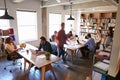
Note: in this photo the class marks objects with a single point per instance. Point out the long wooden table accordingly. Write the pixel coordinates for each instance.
(71, 49)
(38, 60)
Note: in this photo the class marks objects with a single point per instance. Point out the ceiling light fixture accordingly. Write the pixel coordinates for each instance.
(70, 18)
(6, 15)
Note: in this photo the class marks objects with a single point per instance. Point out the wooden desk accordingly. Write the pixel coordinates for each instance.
(71, 49)
(38, 60)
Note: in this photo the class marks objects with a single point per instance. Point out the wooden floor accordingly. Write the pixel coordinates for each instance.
(79, 70)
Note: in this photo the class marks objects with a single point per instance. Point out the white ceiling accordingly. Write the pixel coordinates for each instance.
(81, 5)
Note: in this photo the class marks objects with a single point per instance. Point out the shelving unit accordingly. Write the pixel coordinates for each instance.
(91, 22)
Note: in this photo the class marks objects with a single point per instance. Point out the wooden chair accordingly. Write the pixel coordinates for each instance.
(14, 58)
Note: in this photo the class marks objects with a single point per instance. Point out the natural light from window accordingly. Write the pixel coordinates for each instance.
(4, 23)
(27, 25)
(54, 23)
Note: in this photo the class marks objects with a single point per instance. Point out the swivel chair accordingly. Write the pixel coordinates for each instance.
(14, 59)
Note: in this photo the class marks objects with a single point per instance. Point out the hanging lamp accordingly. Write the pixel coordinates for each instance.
(6, 15)
(70, 18)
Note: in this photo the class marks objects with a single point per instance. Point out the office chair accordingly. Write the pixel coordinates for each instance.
(14, 59)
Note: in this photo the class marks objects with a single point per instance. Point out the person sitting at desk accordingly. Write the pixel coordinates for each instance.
(89, 46)
(44, 45)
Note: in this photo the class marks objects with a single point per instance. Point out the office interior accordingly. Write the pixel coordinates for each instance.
(43, 9)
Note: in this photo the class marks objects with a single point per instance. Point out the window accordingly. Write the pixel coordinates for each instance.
(54, 23)
(27, 25)
(68, 24)
(4, 24)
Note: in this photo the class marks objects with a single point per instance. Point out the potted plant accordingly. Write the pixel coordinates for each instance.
(47, 55)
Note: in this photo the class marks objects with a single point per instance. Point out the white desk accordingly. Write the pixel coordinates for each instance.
(38, 60)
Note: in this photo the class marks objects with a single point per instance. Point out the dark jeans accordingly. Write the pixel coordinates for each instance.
(118, 76)
(61, 52)
(84, 51)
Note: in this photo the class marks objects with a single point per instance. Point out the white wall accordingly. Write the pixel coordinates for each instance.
(115, 46)
(30, 5)
(61, 10)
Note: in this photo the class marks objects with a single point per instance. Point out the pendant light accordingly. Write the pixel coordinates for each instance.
(6, 15)
(70, 18)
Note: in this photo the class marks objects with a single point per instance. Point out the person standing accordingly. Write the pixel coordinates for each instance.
(89, 46)
(61, 40)
(44, 45)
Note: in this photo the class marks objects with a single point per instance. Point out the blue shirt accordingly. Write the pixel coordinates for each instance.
(91, 44)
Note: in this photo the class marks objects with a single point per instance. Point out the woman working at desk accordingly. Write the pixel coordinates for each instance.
(44, 45)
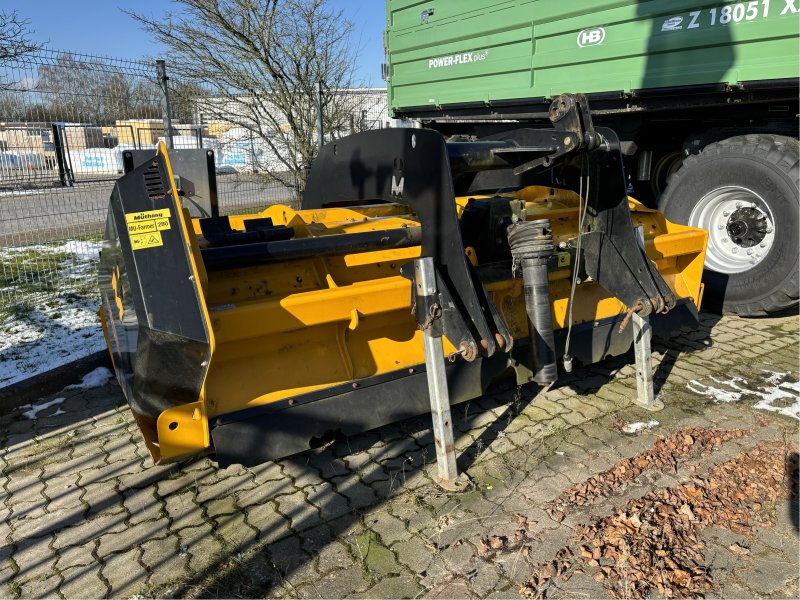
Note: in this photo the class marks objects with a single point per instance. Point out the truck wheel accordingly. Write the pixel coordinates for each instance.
(744, 191)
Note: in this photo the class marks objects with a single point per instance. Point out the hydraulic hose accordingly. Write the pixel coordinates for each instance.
(531, 246)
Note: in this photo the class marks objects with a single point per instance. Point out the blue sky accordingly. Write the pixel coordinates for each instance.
(100, 27)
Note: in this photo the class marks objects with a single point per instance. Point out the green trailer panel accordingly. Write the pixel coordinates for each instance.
(460, 51)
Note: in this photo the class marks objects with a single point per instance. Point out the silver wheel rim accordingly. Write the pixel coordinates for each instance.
(741, 228)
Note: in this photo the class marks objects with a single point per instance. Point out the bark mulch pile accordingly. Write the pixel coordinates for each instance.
(653, 542)
(665, 453)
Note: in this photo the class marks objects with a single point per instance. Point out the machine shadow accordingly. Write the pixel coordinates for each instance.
(349, 478)
(690, 340)
(367, 476)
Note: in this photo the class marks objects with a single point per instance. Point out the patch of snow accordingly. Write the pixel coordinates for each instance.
(773, 396)
(639, 426)
(97, 378)
(37, 408)
(718, 394)
(58, 329)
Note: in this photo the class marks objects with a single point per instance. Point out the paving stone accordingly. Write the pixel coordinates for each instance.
(301, 511)
(76, 556)
(34, 559)
(164, 561)
(142, 505)
(63, 492)
(390, 529)
(213, 490)
(206, 552)
(332, 556)
(40, 587)
(183, 511)
(267, 521)
(343, 583)
(235, 531)
(287, 554)
(131, 537)
(414, 553)
(403, 586)
(124, 574)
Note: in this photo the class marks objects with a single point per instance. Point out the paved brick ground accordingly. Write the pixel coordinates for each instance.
(86, 514)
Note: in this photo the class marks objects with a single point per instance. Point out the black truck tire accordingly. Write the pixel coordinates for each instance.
(744, 191)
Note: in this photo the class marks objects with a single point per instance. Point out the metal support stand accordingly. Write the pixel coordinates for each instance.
(642, 336)
(429, 317)
(163, 80)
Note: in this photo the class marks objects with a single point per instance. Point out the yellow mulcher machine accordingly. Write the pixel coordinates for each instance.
(258, 336)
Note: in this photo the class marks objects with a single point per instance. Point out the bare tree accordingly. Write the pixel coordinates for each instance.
(260, 62)
(15, 39)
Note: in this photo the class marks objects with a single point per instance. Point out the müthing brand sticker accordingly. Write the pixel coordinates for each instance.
(673, 24)
(457, 59)
(593, 36)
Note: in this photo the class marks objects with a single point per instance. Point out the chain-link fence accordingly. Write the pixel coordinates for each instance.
(66, 120)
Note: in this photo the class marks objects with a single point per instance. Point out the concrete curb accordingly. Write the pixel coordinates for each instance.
(50, 382)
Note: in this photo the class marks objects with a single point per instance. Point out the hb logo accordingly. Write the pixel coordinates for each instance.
(593, 36)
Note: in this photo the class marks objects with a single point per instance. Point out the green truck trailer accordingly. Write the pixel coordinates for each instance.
(703, 95)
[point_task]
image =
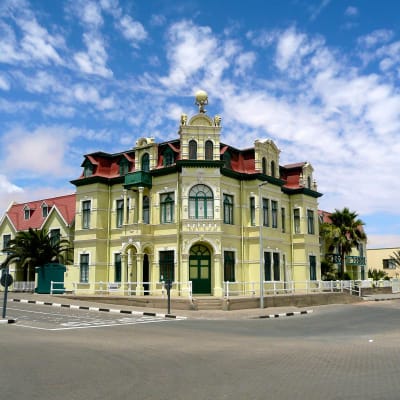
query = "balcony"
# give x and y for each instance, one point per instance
(350, 260)
(137, 179)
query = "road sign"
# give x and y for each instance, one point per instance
(6, 280)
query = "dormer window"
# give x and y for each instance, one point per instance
(146, 162)
(27, 213)
(88, 169)
(168, 157)
(273, 172)
(192, 150)
(45, 210)
(227, 159)
(123, 166)
(209, 150)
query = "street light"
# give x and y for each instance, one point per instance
(260, 185)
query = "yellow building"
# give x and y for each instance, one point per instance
(193, 209)
(380, 259)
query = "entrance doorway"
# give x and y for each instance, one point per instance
(146, 275)
(200, 269)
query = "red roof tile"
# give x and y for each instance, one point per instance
(64, 204)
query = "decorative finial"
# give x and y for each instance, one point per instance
(201, 100)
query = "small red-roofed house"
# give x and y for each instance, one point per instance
(55, 214)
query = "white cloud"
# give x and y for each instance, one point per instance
(190, 49)
(132, 30)
(95, 59)
(40, 152)
(4, 83)
(376, 37)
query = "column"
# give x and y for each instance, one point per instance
(140, 208)
(139, 274)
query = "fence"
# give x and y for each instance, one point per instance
(275, 288)
(126, 288)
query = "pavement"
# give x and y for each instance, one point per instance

## WHAT THE TASK REQUIRES
Your reply should be the full data above, copied exactly, with no pictures in it.

## PROBLEM SOLUTION
Note: in this photo the class marks objects with a single point per instance. Point out the long wooden table accordingly. Write the pixel coordinates for each instance.
(71, 49)
(38, 60)
Note: in this photo the class marks objects with a single point per instance. Point out the ceiling light fixture accordingly. Write the pixel coordinates for each instance.
(70, 18)
(6, 15)
Note: in this photo the class marks objects with a single point per instance. Point out the wooden desk accordingly. Write the pixel coordinates for each instance.
(71, 49)
(38, 60)
Note: in this photo the class marks objects with a single point per instance. Point out the wooden floor accordingly. Write the pixel coordinates for each instance.
(79, 70)
Note: in this photo the class marks objects with a single point per instance. Point out the white ceiling accordingly. Write the pixel coordinates for each instance.
(81, 5)
Note: in this photo the class marks objects with a single point per instance. Point out the shelving unit accordingly. Write the pixel coordinates for each instance.
(91, 22)
Note: in this photo the class marks objects with a single point per instance. Point out the wooden chair accordingly. Write the pixel coordinates for each instance.
(14, 58)
Note: in this photo the class marks objects with a single point per instance. Point out the natural light from window accordingly. Write the pixel coordinates for each instance.
(4, 23)
(27, 25)
(54, 23)
Note: in this photo the class marks objects with a single point per instance. Point out the swivel chair accordingly. Write the pixel coordinates for each instance.
(14, 59)
Note: in this photo the class marks objects with a single point per instance. Point out the hanging lamp accordingly. Write the pixel coordinates for each instance.
(6, 15)
(70, 18)
Note: in this photo the class marks objects with a single point per instance. Point out the office chair accordingly. Write the pixel coordinates for each instance.
(14, 59)
Note: in this photo the class marks objects with a single point per instance. Point out the person sitting at desk accordingly. Write the pixel coordinates for each instance.
(89, 46)
(44, 45)
Note: in this photo the class marks objects with a single point per instance. Point out the office interior accordingly. Write the pixel coordinates for each instance.
(43, 9)
Note: in this photo the class marks objects with a single point per instance. Point out the window accordingly. Write the pixel coordinates for each instance.
(54, 23)
(27, 25)
(68, 24)
(4, 24)
Note: in this photo the class marks objects with a single point per instance. Point out the potted plant accordingly. Write the pixel coordinates for each instance.
(47, 55)
Note: in this photo the class marks objects with a single point per instance. Point out the white desk accordingly. Write the pixel coordinates for each instance.
(38, 60)
Note: in this photo the class marks objects with a single point per instance. Point out the dark jeans accordingly. Write the pixel coordinates for each instance.
(118, 76)
(61, 52)
(84, 51)
Note: in this photo the class marks objects with a single point per instance. Point out the white wall accordingly. Write the pixel coordinates for each instance.
(115, 46)
(30, 5)
(61, 10)
Note: in this photo the class marks objects with a single point per instance. Point out the pendant light accordingly. Write the pixel coordinates for each instance.
(6, 15)
(70, 18)
Note: in this photo the class marks objects with a single point per instance. Point out the person standing accordingly. Write the pixel coordinates for each instance.
(89, 46)
(61, 40)
(44, 45)
Note: in this photo the class marks objects with a single point per instance. Point out the blue shirt accordingly. Write the pixel coordinates for each instance.
(91, 44)
Note: in this photo the class marks objects with a single point per instance. Point out the woman working at desk accordingly. Write the pixel coordinates for each instance.
(44, 45)
Note: in this photo the class marks objects with a single point per instance. Point out the truck wheel accordingly. Write the pixel coordinates for each instance.
(744, 191)
Note: in this photo the class marks objects with a single point per instance. Point out the hydraulic hose accordingly. Write the pixel coordinates for each instance.
(531, 246)
Note: in this photo the class marks objects with a single point per instance. Point out the blue sky accordingly. Write the pixel coordinates for each instance.
(100, 27)
Note: in this photo the class marks objects with a single point per instance. Point out the green trailer panel accordingly. Write the pixel coordinates for each instance.
(460, 51)
Note: in this photo the class marks objects with a single point per instance. Point out the silver wheel rim accordingly. Write the pixel coordinates for each instance.
(741, 228)
Note: in this photo the class marks objects with a single point per instance. Point out the bark mulch pile accordingly. Write the pixel coordinates for each instance.
(653, 542)
(665, 453)
Note: in this photo the class marks objects with a single point per instance. Point out the machine shadow accordingly. Write the pixel coordinates for each instance.
(349, 478)
(690, 340)
(367, 476)
Note: in this photo the class marks objects with a single point per instance. Point out the patch of snow accordingly. Write the pixel coordinates for each instance.
(773, 396)
(639, 426)
(97, 378)
(37, 408)
(718, 394)
(58, 329)
Note: in this photo the class marks objects with a single point per instance. Point out the paving stone accordingly. Write the pixel coordinates for each instance.
(301, 511)
(76, 556)
(34, 559)
(164, 561)
(142, 505)
(63, 492)
(390, 529)
(213, 490)
(206, 552)
(332, 556)
(40, 587)
(183, 511)
(267, 521)
(343, 583)
(235, 531)
(287, 554)
(131, 537)
(414, 553)
(403, 586)
(124, 574)
Note: in this photo the class marks objects with a single point per instance. Point out the paved brick ground accordingly. Write the pixel coordinates for each instance.
(86, 514)
Note: in this photo the class marks objects with a single point per instance. Point out the black truck tire accordingly. Write the pixel coordinates for each instance.
(744, 191)
Note: in this photo the class marks objects with a single point per instance. Point out the metal support stand accordingly. Write the pixel coordinates for each instance.
(642, 336)
(429, 317)
(163, 80)
Note: in this photo the class marks objects with a single point per instance. Point out the yellow mulcher machine accordingly. Write the pixel coordinates for each instance.
(258, 336)
Note: in this photo the class marks objects with a single point per instance. Point out the bare tree accordingly. Write the pixel coordinates for each instance.
(260, 62)
(15, 39)
Note: in this photo the class marks objects with a single point per instance. Point out the müthing brand sticker accordingly. Write the pixel coordinates for each instance.
(673, 24)
(457, 59)
(593, 36)
Note: in this photo the class marks objects with a single point per instance. Point out the chain-link fence accordingly. Write the pixel coordinates for each instance.
(66, 120)
Note: in this photo the class marks objects with a single point per instance. Point out the concrete curb accordingly. Write the pixel coordinates for each instance.
(50, 382)
Note: in this photo the class marks objects with a single point per instance. Point out the hb logo accordingly. Write the pixel coordinates for each instance.
(593, 36)
Note: in this photo the class marks objects with a single point per instance. Point out the green truck trailer accordingly. Write the pixel coordinates for each instance.
(703, 95)
[point_task]
image =
query = "balcony"
# give x and y for each instance, one point per instance
(350, 260)
(137, 179)
query = "road sign"
# give x and y for each instance, one point per instance
(6, 280)
query = "dormer window"
# give x and y for each instance, one point per instance
(146, 162)
(27, 213)
(88, 169)
(168, 157)
(273, 172)
(192, 150)
(45, 210)
(227, 159)
(123, 166)
(209, 150)
query = "street light"
# give x and y for each instance, one point per instance
(260, 185)
query = "yellow building"
# give x and y for each instance, one point per instance
(193, 209)
(380, 259)
query = "entrance doorway"
# give x and y for each instance, one point per instance
(146, 275)
(200, 269)
query = "red roof tile"
# give x and y for each instance, one point per instance
(64, 204)
query = "decorative finial"
# give x and y for each instance, one point per instance
(201, 100)
query = "small red-roofed house"
# give x and y for each instance, one point per instance
(55, 214)
query = "white cloud"
# give x and y for each instance, one point per instance
(190, 49)
(132, 30)
(95, 59)
(40, 152)
(4, 83)
(376, 37)
query = "column"
# give x and y for each instance, one point per instance
(140, 208)
(139, 274)
query = "fence"
# give x and y for each instance, one point per instance
(275, 288)
(126, 288)
query = "pavement"
# give x and y for each instance, one point per instance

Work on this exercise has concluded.